Aim of the exercise: Pick out each line in the items below that contains the word "blouse" and copy it out. Only matches with the same capitalization count.

Data to process:
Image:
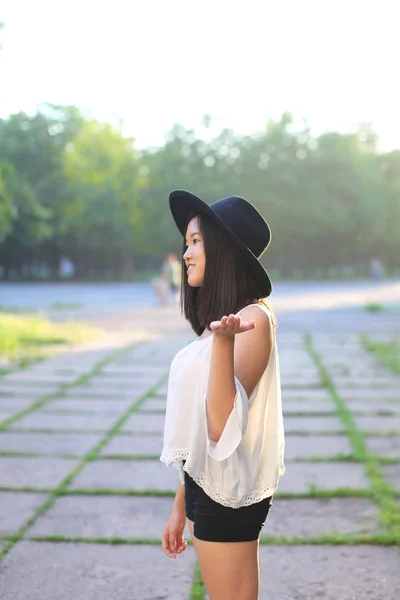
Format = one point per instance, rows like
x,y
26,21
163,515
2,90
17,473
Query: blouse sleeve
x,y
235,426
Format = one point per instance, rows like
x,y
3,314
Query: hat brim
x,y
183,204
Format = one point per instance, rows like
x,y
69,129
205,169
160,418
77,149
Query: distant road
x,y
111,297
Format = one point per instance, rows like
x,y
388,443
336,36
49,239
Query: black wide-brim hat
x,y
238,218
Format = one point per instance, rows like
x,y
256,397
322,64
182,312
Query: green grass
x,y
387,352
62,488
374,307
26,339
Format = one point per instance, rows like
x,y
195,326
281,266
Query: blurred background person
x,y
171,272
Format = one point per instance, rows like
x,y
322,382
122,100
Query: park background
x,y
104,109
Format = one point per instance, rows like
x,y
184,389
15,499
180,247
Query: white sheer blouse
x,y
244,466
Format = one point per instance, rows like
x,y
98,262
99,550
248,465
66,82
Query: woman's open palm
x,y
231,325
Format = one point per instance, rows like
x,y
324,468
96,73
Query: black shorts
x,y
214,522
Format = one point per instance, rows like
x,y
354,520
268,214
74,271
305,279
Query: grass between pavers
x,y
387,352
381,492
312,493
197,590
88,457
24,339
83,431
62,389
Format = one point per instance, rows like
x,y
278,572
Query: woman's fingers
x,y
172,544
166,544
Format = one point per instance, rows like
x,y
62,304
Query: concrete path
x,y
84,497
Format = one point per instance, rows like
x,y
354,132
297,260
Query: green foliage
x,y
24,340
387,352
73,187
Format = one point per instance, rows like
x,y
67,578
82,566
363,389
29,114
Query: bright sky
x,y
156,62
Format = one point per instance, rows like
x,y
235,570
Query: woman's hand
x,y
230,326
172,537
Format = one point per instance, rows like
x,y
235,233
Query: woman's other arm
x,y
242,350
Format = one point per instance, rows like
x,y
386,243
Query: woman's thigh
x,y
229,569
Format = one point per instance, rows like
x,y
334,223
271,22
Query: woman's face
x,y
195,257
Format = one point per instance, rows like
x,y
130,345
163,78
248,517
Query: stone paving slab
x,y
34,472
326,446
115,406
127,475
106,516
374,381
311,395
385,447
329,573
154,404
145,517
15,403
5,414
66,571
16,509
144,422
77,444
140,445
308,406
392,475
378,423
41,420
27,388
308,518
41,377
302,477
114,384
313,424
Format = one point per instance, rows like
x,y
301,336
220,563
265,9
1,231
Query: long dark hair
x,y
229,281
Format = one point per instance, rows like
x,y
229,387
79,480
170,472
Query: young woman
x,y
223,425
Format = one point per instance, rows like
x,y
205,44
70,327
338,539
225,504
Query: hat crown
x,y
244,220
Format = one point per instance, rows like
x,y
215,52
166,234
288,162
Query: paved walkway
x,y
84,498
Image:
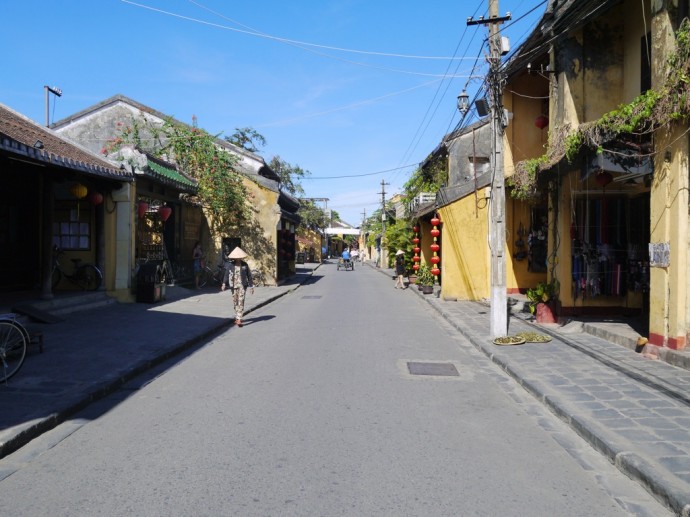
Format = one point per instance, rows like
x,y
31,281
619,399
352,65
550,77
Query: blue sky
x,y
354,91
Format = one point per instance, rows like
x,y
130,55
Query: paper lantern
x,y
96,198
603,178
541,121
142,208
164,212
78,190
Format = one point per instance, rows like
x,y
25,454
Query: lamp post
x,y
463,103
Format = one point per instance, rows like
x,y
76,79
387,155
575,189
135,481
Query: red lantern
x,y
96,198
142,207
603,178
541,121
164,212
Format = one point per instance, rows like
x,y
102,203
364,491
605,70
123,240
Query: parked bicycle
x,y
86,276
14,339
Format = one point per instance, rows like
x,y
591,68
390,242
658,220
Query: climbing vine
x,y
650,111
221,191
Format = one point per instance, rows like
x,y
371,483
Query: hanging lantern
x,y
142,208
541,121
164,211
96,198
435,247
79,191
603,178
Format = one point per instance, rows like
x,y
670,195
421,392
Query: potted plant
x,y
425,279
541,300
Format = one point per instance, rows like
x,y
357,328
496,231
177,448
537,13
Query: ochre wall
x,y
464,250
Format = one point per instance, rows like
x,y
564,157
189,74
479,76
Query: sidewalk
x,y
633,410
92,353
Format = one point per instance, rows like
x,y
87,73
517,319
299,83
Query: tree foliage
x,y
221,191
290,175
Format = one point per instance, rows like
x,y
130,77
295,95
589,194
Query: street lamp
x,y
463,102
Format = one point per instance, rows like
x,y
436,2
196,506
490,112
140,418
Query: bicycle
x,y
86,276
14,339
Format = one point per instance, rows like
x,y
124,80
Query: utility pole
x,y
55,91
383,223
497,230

---

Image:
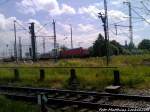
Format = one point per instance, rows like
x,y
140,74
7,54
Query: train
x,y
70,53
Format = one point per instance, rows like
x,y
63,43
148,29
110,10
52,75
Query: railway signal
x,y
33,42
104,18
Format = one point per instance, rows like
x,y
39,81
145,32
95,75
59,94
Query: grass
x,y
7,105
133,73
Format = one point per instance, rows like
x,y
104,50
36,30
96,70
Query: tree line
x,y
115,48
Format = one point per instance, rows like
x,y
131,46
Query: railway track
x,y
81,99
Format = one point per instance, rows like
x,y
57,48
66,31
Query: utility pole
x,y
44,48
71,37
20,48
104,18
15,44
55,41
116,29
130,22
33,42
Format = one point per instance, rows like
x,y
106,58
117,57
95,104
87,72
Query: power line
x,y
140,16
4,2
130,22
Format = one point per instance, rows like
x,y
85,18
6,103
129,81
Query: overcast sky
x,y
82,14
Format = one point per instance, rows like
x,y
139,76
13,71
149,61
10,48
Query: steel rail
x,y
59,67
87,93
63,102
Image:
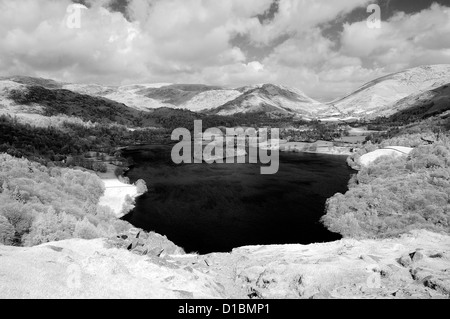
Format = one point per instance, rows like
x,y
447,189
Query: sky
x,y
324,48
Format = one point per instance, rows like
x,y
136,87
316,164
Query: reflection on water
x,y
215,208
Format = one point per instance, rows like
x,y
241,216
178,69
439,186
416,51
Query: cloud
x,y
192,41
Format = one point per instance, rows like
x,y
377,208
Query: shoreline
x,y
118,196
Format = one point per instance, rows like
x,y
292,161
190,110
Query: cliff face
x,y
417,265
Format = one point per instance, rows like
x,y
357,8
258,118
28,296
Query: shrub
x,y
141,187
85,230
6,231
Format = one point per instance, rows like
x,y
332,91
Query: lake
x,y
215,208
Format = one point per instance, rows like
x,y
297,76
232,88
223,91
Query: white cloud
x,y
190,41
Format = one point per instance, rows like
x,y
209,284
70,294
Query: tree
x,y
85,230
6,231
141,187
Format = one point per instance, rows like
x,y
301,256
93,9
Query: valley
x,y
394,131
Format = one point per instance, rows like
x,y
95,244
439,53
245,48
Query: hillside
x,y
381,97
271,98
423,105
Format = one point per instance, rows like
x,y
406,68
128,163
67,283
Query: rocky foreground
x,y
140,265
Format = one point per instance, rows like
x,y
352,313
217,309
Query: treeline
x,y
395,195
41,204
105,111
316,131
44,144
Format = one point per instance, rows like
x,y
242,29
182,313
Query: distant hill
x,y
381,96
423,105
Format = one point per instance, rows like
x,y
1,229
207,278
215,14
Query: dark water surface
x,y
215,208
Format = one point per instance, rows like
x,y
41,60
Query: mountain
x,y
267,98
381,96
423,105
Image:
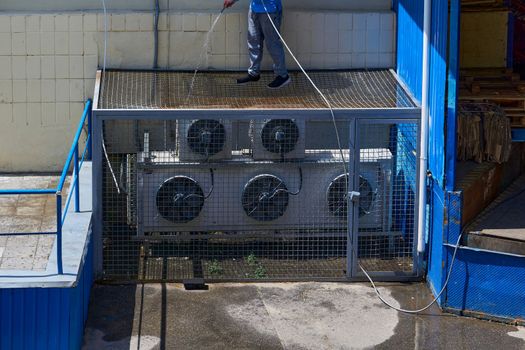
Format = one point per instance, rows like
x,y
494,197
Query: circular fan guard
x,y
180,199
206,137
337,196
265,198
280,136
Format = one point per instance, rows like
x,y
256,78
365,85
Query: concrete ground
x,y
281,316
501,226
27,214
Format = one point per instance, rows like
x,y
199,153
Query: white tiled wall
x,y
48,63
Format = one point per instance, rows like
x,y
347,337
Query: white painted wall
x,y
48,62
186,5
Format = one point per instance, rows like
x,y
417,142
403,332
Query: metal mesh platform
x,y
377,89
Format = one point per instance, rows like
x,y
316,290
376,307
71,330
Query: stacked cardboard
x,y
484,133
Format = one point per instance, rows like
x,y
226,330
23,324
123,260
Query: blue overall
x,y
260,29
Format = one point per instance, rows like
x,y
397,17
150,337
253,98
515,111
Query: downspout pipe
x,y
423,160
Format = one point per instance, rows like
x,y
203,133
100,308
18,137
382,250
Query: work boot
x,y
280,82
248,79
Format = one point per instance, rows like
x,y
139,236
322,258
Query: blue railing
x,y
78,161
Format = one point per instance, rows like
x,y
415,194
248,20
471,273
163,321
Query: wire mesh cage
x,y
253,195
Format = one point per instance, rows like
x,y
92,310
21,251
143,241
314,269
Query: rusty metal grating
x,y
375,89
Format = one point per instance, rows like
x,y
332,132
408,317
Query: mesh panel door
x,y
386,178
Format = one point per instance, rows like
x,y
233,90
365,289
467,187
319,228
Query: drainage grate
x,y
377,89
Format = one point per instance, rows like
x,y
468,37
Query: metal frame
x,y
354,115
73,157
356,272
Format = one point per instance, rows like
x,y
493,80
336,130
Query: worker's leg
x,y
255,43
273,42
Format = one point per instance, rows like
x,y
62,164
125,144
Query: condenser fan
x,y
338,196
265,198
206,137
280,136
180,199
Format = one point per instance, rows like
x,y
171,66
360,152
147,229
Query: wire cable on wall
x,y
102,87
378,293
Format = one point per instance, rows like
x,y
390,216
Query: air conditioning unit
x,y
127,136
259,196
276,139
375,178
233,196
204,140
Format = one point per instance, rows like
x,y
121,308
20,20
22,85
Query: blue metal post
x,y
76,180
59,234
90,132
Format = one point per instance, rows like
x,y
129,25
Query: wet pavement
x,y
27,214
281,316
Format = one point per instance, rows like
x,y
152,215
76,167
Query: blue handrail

Complete response:
Query: blouse sleeve
Query: white sheer blouse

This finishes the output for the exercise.